(Records from a collection)

────────────────

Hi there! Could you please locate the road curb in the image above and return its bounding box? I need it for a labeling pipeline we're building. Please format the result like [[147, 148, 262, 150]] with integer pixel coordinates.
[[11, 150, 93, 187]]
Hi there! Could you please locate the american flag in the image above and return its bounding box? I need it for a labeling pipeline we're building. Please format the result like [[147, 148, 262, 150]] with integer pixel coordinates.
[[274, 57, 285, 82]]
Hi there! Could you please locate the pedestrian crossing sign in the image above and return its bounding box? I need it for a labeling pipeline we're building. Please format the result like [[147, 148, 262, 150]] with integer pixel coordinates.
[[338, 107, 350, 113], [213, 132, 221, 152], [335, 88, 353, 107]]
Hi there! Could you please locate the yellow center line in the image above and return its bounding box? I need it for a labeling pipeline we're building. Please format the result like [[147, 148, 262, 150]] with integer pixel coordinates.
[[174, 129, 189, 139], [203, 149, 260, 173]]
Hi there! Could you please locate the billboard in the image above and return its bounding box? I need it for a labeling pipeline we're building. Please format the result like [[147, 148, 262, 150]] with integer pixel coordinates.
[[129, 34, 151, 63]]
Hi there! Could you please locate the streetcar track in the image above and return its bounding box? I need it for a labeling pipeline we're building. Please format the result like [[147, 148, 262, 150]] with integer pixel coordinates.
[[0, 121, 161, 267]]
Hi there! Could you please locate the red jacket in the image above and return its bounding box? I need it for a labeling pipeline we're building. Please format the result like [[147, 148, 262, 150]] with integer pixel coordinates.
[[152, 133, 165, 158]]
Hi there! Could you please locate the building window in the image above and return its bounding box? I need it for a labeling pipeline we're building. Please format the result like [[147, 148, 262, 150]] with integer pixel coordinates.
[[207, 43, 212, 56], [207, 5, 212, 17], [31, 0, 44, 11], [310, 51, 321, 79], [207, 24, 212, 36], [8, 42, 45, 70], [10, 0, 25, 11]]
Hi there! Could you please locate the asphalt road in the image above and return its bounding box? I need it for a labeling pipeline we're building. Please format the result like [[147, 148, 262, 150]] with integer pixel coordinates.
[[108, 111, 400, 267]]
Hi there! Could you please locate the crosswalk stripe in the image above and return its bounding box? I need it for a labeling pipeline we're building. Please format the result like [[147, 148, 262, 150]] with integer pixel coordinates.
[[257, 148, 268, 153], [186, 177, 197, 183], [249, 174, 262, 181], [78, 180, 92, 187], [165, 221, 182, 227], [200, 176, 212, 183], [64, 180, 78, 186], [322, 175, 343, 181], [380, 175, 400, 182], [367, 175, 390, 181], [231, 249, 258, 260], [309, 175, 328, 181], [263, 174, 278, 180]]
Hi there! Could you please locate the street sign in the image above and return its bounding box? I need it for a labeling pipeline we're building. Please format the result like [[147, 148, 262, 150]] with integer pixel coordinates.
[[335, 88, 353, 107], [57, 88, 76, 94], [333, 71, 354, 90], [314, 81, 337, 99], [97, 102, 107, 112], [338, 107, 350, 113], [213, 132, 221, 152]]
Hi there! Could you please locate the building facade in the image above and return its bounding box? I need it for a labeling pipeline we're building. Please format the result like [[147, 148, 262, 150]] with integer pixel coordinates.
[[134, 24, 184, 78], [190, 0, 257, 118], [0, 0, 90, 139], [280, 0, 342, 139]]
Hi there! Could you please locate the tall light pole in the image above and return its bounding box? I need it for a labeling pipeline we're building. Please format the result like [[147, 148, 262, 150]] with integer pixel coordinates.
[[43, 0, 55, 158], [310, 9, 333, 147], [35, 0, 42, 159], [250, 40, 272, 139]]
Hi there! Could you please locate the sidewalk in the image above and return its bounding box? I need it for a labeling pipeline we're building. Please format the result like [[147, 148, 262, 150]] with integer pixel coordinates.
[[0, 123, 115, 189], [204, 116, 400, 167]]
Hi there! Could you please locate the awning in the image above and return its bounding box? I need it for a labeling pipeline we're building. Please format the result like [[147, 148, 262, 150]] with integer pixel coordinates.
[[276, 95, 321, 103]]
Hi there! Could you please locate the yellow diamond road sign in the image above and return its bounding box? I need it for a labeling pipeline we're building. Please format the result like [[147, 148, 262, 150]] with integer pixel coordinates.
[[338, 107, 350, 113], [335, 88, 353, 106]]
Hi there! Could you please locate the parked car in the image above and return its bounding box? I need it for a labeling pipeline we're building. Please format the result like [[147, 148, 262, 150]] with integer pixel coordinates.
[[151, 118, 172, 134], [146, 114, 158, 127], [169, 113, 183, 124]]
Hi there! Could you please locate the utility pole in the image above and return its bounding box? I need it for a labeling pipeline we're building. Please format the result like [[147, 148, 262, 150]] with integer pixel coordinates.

────────────────

Recast the records above as a numbered list, omitting any blank lines.

[FINISHED EXERCISE]:
1. Hi there! Could you please locate the road curb in the image above and return its bounding box? I need it for a labeling pipeline we're building. Please format the result like [[147, 148, 262, 150]] with integer pixel coordinates.
2. [[11, 150, 93, 187]]
3. Hi there! Could you please locate the american flag in the image above and return its bounding box? I need it for a labeling pipeline we're building. Please format the result like [[147, 148, 262, 150]] with integer pixel coordinates.
4. [[274, 57, 285, 82]]
5. Hi there! Could you please locate the pedestrian crossing sign in the image above and return its bounding box? I need it for a labeling pipeline we're building. Please format the result like [[147, 148, 262, 150]] with integer pixel coordinates.
6. [[338, 107, 350, 113], [213, 132, 221, 152], [335, 88, 353, 107]]
7. Hi there! Could you please locate the yellow center line in the image above and return its bounding box? I need it for a labeling pipeline we're building. Please format the result like [[147, 148, 262, 150]] with integer pixel coordinates.
8. [[174, 129, 189, 139], [203, 149, 260, 173]]
9. Hi there! Could you please locate the billboard in the image above and return its bounding box? I need it for a labeling pipeline we're building. Please format the result like [[147, 148, 262, 150]] with integer pixel coordinates.
10. [[129, 34, 151, 63]]
11. Hi there! Could you please locate the streetcar track in the image above and return its bounding box? I need it for a labeling pipeline we're building. Please format the result like [[147, 148, 262, 150]] with integer pixel coordinates.
12. [[0, 121, 161, 267]]
13. Hi there! Could you please locate the red jacket in the image above and return its bounding box? I need it for a labeling pipeline we're building. Please format the result like [[147, 148, 262, 150]] with integer pixel coordinates.
14. [[152, 133, 165, 158]]
15. Hi there! Could you please locate the building window in the image above and return its bounding box? I need it for a labeling pipeline we're building. Please format the result like [[147, 148, 262, 150]] with integer pixel coordinates.
16. [[207, 43, 212, 56], [207, 5, 212, 17], [31, 0, 44, 11], [310, 51, 321, 79], [207, 24, 212, 36], [8, 42, 45, 70], [10, 0, 25, 11]]
17. Hi there! Could you please locate the asphalt road in the image above and return its bounding box? I need it for a labeling pipeline we're building. Please format the result like [[147, 148, 262, 150]] with integer pixel coordinates.
18. [[108, 111, 400, 267]]
19. Hi there! Could you please locate the crosswalk stripe in the image above and return its bounding box? I need it for a labeling pipeline we're building. Please format the result like [[147, 148, 262, 150]] with integer pixel coordinates.
20. [[257, 148, 268, 153], [186, 177, 197, 183], [249, 174, 262, 181], [78, 180, 92, 187], [165, 221, 182, 227], [200, 176, 212, 183], [64, 180, 78, 186], [322, 175, 343, 181], [380, 175, 400, 182], [367, 175, 390, 181], [231, 249, 258, 260], [309, 175, 328, 181], [263, 174, 278, 180]]
21. Hi there! Could you please locate the street sign in the image above and return its bounding box? I need it for a labeling pipeline we're building. Please format the result like [[147, 148, 262, 150]] with integer pixel coordinates.
22. [[335, 88, 353, 107], [57, 88, 76, 94], [333, 71, 354, 90], [314, 81, 337, 99], [97, 102, 107, 112], [338, 107, 350, 113], [213, 132, 221, 152]]
23. Hi there! Could you please locate the building facade in the image above and return its bounding box? I need it for a labeling pipeline we're building. Please format the result like [[147, 148, 262, 150]] with integer pixel coordinates.
24. [[134, 24, 184, 78], [190, 0, 257, 118], [0, 0, 90, 139], [280, 0, 342, 139]]
25. Hi there! Could you please locate the tall light pole in the image above and return its bounding box? I need it for a labeling pipeline we're building. Please format the result like [[147, 148, 262, 150]] with integer pixel coordinates.
26. [[43, 0, 55, 158], [310, 9, 333, 147], [35, 0, 42, 159], [250, 40, 272, 139]]
27. Hi there! Could you please locate the sidewalk in the image above and return its bounding box? I need it for a labeling pipeline we're building. Please format the result like [[147, 148, 262, 150]] with integer pixel coordinates.
28. [[0, 123, 115, 189], [204, 116, 400, 167]]
29. Hi there! Could you please locate the awning in the image above and return its bounding box? I need it for a labeling pipeline we're building. Please format the result like [[147, 148, 262, 150]] with integer pixel coordinates.
30. [[276, 95, 321, 103]]
31. Hi there! Could you please locate the yellow diamond road sign in the image above and return its bounding box? I need it for a labeling pipeline we're building. Please format the result like [[147, 148, 262, 150]] with integer pixel coordinates.
32. [[338, 107, 350, 113], [335, 88, 353, 106]]
33. Hi there! Could you please locate the parked car in the image above and return its bounding box? I need it for a labeling pipeline we're building. Please format the result like [[147, 148, 262, 150]] with integer pixel coordinates.
34. [[151, 118, 172, 134], [146, 114, 158, 127], [169, 113, 183, 124]]
35. Hi there! Could you please locate the utility pole in the image above and return its bounding box? I need it for a labeling pipeline we're building. Please format the result like [[147, 148, 262, 150]] with integer pixel coordinates.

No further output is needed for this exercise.